§ Objective:
Locate each line in the records that contains the word "roof" and copy every such line.

§ Data section:
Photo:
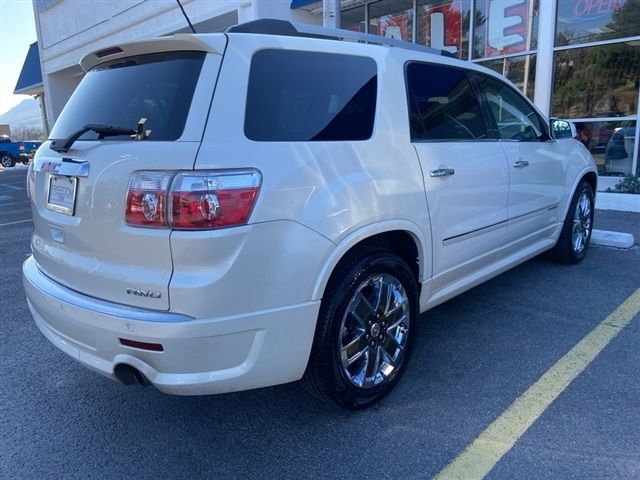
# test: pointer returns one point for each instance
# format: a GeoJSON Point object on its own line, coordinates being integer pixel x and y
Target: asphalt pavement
{"type": "Point", "coordinates": [475, 355]}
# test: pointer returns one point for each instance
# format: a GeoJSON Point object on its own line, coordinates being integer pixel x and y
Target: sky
{"type": "Point", "coordinates": [17, 32]}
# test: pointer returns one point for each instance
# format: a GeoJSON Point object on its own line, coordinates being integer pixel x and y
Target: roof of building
{"type": "Point", "coordinates": [30, 79]}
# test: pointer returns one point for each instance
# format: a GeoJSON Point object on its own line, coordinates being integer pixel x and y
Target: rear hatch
{"type": "Point", "coordinates": [81, 239]}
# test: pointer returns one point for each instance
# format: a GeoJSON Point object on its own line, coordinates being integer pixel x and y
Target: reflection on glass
{"type": "Point", "coordinates": [503, 27]}
{"type": "Point", "coordinates": [581, 21]}
{"type": "Point", "coordinates": [520, 70]}
{"type": "Point", "coordinates": [611, 144]}
{"type": "Point", "coordinates": [392, 19]}
{"type": "Point", "coordinates": [353, 19]}
{"type": "Point", "coordinates": [444, 24]}
{"type": "Point", "coordinates": [596, 81]}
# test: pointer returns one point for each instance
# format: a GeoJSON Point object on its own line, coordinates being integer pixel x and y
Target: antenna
{"type": "Point", "coordinates": [186, 17]}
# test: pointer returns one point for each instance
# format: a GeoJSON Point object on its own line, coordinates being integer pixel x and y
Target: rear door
{"type": "Point", "coordinates": [81, 239]}
{"type": "Point", "coordinates": [465, 172]}
{"type": "Point", "coordinates": [536, 162]}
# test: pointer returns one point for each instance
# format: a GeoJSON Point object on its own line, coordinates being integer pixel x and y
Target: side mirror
{"type": "Point", "coordinates": [563, 128]}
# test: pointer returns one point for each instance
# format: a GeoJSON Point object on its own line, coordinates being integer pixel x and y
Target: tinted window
{"type": "Point", "coordinates": [515, 119]}
{"type": "Point", "coordinates": [442, 104]}
{"type": "Point", "coordinates": [158, 87]}
{"type": "Point", "coordinates": [309, 96]}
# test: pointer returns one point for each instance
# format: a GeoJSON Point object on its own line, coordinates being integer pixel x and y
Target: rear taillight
{"type": "Point", "coordinates": [192, 200]}
{"type": "Point", "coordinates": [147, 199]}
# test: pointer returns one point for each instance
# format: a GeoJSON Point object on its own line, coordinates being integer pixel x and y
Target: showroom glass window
{"type": "Point", "coordinates": [596, 81]}
{"type": "Point", "coordinates": [582, 21]}
{"type": "Point", "coordinates": [505, 27]}
{"type": "Point", "coordinates": [354, 19]}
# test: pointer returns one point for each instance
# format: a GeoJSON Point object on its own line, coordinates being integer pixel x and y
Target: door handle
{"type": "Point", "coordinates": [521, 164]}
{"type": "Point", "coordinates": [442, 172]}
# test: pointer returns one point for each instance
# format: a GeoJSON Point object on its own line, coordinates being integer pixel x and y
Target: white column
{"type": "Point", "coordinates": [331, 13]}
{"type": "Point", "coordinates": [544, 58]}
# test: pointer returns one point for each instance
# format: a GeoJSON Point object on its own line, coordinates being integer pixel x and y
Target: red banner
{"type": "Point", "coordinates": [507, 26]}
{"type": "Point", "coordinates": [444, 27]}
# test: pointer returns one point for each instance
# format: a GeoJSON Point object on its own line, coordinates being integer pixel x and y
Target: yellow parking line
{"type": "Point", "coordinates": [485, 451]}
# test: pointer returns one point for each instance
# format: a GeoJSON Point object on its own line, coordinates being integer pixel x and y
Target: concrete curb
{"type": "Point", "coordinates": [606, 238]}
{"type": "Point", "coordinates": [624, 202]}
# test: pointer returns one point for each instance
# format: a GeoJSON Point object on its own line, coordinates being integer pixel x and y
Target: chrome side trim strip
{"type": "Point", "coordinates": [36, 278]}
{"type": "Point", "coordinates": [474, 233]}
{"type": "Point", "coordinates": [496, 226]}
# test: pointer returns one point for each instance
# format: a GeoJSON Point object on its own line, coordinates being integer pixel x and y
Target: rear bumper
{"type": "Point", "coordinates": [200, 356]}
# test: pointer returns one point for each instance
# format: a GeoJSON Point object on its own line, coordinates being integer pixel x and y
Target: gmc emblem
{"type": "Point", "coordinates": [143, 293]}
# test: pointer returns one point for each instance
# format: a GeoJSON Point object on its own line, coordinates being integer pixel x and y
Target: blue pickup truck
{"type": "Point", "coordinates": [16, 152]}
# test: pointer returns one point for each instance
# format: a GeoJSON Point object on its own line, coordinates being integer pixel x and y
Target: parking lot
{"type": "Point", "coordinates": [475, 356]}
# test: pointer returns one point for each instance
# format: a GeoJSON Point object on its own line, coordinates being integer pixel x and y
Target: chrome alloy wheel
{"type": "Point", "coordinates": [374, 331]}
{"type": "Point", "coordinates": [581, 223]}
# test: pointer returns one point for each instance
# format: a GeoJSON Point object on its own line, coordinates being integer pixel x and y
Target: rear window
{"type": "Point", "coordinates": [310, 96]}
{"type": "Point", "coordinates": [158, 87]}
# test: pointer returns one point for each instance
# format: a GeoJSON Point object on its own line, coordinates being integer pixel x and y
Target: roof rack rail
{"type": "Point", "coordinates": [270, 26]}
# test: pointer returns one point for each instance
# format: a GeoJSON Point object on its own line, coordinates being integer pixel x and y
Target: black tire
{"type": "Point", "coordinates": [6, 160]}
{"type": "Point", "coordinates": [565, 250]}
{"type": "Point", "coordinates": [326, 376]}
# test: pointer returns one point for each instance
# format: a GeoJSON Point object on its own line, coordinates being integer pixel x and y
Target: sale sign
{"type": "Point", "coordinates": [507, 26]}
{"type": "Point", "coordinates": [444, 27]}
{"type": "Point", "coordinates": [395, 26]}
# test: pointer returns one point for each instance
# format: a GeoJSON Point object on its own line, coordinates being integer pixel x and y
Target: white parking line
{"type": "Point", "coordinates": [484, 452]}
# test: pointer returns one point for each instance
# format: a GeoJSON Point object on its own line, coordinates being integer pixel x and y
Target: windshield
{"type": "Point", "coordinates": [157, 86]}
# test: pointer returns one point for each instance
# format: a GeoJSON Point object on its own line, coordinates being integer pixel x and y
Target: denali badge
{"type": "Point", "coordinates": [143, 293]}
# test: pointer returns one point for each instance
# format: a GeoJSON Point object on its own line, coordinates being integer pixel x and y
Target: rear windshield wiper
{"type": "Point", "coordinates": [62, 145]}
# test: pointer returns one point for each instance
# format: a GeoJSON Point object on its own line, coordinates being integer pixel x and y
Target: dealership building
{"type": "Point", "coordinates": [576, 59]}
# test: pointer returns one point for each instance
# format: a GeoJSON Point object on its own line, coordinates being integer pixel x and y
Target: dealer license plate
{"type": "Point", "coordinates": [61, 194]}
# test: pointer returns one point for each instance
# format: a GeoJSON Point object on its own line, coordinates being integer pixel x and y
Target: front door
{"type": "Point", "coordinates": [465, 172]}
{"type": "Point", "coordinates": [536, 164]}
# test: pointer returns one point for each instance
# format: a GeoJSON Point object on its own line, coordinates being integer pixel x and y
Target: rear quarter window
{"type": "Point", "coordinates": [158, 87]}
{"type": "Point", "coordinates": [310, 96]}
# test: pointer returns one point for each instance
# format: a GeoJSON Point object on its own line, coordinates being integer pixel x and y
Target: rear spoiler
{"type": "Point", "coordinates": [212, 43]}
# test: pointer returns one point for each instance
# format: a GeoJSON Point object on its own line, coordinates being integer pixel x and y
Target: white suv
{"type": "Point", "coordinates": [222, 212]}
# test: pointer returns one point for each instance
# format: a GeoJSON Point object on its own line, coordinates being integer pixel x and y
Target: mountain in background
{"type": "Point", "coordinates": [24, 115]}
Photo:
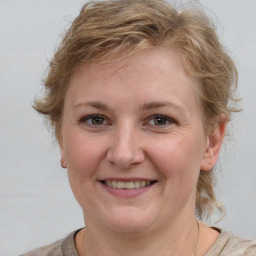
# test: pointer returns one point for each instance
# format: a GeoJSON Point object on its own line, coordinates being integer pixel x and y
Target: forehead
{"type": "Point", "coordinates": [153, 74]}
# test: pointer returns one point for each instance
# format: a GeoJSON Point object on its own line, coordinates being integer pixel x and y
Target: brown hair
{"type": "Point", "coordinates": [105, 28]}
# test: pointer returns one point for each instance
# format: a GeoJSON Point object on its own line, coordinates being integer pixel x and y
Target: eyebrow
{"type": "Point", "coordinates": [146, 106]}
{"type": "Point", "coordinates": [94, 104]}
{"type": "Point", "coordinates": [153, 105]}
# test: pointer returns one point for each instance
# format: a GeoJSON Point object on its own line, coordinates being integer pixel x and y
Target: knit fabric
{"type": "Point", "coordinates": [226, 245]}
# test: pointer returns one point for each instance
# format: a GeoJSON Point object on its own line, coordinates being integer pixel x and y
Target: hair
{"type": "Point", "coordinates": [104, 29]}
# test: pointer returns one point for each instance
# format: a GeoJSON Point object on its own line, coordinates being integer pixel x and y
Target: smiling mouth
{"type": "Point", "coordinates": [127, 185]}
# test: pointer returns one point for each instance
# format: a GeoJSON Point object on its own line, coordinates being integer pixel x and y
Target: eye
{"type": "Point", "coordinates": [94, 120]}
{"type": "Point", "coordinates": [160, 120]}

§ Response to the exercise:
Target: roof of building
Target: roof rack rail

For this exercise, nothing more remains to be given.